- **Task objective**
Transcribe each line below without altering anything.

** Entries provided follows **

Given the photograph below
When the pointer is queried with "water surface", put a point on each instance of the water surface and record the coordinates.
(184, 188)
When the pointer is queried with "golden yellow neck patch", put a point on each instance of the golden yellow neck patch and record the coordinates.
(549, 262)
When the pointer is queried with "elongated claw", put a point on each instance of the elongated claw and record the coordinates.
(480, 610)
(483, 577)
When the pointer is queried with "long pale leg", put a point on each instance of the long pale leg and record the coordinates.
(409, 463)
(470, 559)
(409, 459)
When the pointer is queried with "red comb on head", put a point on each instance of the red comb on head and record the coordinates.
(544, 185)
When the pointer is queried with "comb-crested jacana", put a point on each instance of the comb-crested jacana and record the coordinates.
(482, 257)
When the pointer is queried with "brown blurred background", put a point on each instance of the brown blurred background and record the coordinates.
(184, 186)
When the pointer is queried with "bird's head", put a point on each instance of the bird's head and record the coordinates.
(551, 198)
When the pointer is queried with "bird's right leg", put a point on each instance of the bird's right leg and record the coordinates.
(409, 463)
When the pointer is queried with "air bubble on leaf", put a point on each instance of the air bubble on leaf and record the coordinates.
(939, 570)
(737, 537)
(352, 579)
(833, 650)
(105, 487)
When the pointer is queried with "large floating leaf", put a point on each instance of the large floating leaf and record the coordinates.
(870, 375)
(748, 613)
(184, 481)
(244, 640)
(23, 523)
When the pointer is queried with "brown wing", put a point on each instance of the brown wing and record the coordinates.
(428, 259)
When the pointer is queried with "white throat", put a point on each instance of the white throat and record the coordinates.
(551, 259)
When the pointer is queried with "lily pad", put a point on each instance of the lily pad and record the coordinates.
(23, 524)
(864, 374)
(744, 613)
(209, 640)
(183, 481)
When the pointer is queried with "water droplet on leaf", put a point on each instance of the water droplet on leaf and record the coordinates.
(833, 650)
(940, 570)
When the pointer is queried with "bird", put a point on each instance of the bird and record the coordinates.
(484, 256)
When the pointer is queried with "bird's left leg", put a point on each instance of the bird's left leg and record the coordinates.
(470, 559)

** End of Entries provided **

- **Task solution**
Given the photograph below
When the pointer is queried with "water surface", put a point on each instance of the water surface and record the coordinates.
(184, 188)
When the pointer is queried with "golden yellow neck patch", put a point on each instance of the golden yellow neck patch and record the coordinates.
(549, 262)
When the pointer is queried with "elongated claw", put a point on each instance of the elongated claw and record the coordinates.
(480, 610)
(483, 577)
When the pointer is queried with "long pale leg", put a point on each instance of the long pale leg and record the coordinates.
(409, 463)
(470, 559)
(409, 459)
When the pointer is queried with "red comb on head", put a point on each instance of the red comb on head and record the coordinates.
(544, 185)
When the pointer is queried with "comb-crested jacana", put a point on each instance of the comb-crested jacana and record the coordinates.
(482, 257)
When the pointer is queried with "brown blurred background", put a point on each instance of the brown blurred background and record the coordinates.
(184, 186)
When the pointer is queried with "bird's head", put a point on each instance of the bird's head and record the coordinates.
(551, 198)
When the pointer is queried with "bird's right leg", put a point on each instance of the bird's right leg and record the coordinates.
(409, 463)
When the pointer is queried with "air bubble on leaf", put a point on each instance of the air bubble on leaf and record the coordinates.
(939, 570)
(737, 537)
(352, 579)
(833, 650)
(105, 487)
When the pointer is queried with "large floating leaf", put a point on each instance of the large floating leaf and record the coordinates.
(870, 375)
(748, 613)
(184, 481)
(244, 640)
(23, 523)
When the pointer is queried with "brown wing", put a point on each instance of the brown wing and record the coordinates.
(428, 259)
When the pointer is queried with "white throat", put a point on each instance of the white throat and record the coordinates.
(551, 259)
When the pointer is queried with "lily pad", put a point on each instance of the lily pad and record the coordinates.
(23, 524)
(864, 374)
(744, 613)
(209, 640)
(183, 481)
When the pointer is queried with "water droplet on leaf", put a point on each instance of the water droplet on leaf and record the coordinates.
(833, 650)
(940, 570)
When the pointer is queried with "bird", put a point on each instance of the bird and record the coordinates.
(484, 256)
When the pointer is queried with "bird's left leg", put a point on each instance of the bird's left leg and record the coordinates.
(470, 559)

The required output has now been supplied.